_Aim_
Reproduce all of the data that follows, character for character.

[Coordinate annotation records]
+ + +
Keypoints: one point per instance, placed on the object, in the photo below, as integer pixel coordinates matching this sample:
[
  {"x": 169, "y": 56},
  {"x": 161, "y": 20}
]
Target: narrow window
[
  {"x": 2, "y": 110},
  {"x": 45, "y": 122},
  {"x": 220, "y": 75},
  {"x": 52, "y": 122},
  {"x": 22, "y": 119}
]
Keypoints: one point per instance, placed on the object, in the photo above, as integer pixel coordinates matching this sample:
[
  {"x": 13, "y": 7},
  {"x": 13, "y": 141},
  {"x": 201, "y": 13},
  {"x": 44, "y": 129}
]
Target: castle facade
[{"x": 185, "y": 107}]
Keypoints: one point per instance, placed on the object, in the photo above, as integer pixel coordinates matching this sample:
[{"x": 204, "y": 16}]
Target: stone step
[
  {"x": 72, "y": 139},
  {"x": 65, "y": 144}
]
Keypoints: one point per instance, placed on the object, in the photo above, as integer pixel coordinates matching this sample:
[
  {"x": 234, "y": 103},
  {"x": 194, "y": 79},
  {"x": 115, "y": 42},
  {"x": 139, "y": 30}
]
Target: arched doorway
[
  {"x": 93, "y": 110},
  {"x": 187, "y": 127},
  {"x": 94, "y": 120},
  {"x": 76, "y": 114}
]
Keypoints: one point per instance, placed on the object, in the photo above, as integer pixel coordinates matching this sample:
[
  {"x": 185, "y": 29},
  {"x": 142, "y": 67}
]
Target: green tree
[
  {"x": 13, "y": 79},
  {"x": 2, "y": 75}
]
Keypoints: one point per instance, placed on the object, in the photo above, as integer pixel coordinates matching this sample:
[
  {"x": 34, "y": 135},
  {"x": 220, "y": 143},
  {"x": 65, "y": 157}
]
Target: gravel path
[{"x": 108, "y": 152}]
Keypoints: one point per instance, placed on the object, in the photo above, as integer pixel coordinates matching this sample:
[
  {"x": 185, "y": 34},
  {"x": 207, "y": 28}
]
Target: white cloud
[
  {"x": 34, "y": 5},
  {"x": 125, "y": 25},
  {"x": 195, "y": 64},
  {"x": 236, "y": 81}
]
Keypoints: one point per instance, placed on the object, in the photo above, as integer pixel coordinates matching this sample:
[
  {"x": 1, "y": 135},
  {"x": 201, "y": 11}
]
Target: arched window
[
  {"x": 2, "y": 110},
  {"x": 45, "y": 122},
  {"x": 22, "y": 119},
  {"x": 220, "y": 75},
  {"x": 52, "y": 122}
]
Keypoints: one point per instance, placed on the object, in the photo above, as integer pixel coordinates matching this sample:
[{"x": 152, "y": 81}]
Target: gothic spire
+ + +
_Problem solution_
Keypoints: one point per instance, placed on the object, in the photo below, as integer pixel coordinates matching this sample:
[
  {"x": 169, "y": 56},
  {"x": 161, "y": 20}
]
Target: narrow window
[
  {"x": 2, "y": 110},
  {"x": 45, "y": 122},
  {"x": 220, "y": 75},
  {"x": 52, "y": 122},
  {"x": 22, "y": 119}
]
Keypoints: one point per instance, placed on the object, in the photo above, as integer pixel coordinates matching this sample:
[
  {"x": 13, "y": 7},
  {"x": 13, "y": 141},
  {"x": 201, "y": 13},
  {"x": 44, "y": 129}
]
Target: castle facade
[{"x": 185, "y": 107}]
Keypoints: one point per instance, placed on the object, in the photo above, as integer pixel coordinates matching this sample:
[{"x": 204, "y": 16}]
Target: stone step
[
  {"x": 72, "y": 139},
  {"x": 65, "y": 144}
]
Keypoints: one point per instance, placed on the object, in the photo above, as integer pixel coordinates matching this sample:
[
  {"x": 234, "y": 103},
  {"x": 194, "y": 79},
  {"x": 115, "y": 42},
  {"x": 139, "y": 30}
]
Target: arched doorway
[
  {"x": 93, "y": 110},
  {"x": 187, "y": 127},
  {"x": 94, "y": 120},
  {"x": 76, "y": 114}
]
Keypoints: one point per instance, placed on the object, in the photo above, as integer pixel coordinates matching this sample:
[
  {"x": 185, "y": 29},
  {"x": 142, "y": 67}
]
Target: green tree
[
  {"x": 13, "y": 79},
  {"x": 2, "y": 75}
]
Keypoints: one point per instance, placed on the object, in the photo above, as integer pixel coordinates matching this sample:
[
  {"x": 34, "y": 135},
  {"x": 220, "y": 143},
  {"x": 65, "y": 157}
]
Target: gravel path
[{"x": 108, "y": 152}]
Keypoints: one point per instance, placed on the object, in the photo above, as integer pixel coordinates matching this sample:
[
  {"x": 185, "y": 34},
  {"x": 207, "y": 28}
]
Target: white cloud
[
  {"x": 34, "y": 5},
  {"x": 125, "y": 25},
  {"x": 195, "y": 64},
  {"x": 236, "y": 81}
]
Keypoints: one point per instance, placed on the object, in the photo above, as integer pixel coordinates matching this sample:
[
  {"x": 1, "y": 135},
  {"x": 201, "y": 11}
]
Target: arched window
[
  {"x": 2, "y": 110},
  {"x": 45, "y": 122},
  {"x": 22, "y": 119},
  {"x": 220, "y": 75},
  {"x": 52, "y": 122}
]
Keypoints: one point per instance, placed on the object, in the photo above, as integer pixel coordinates matching this sample:
[{"x": 152, "y": 81}]
Target: gothic spire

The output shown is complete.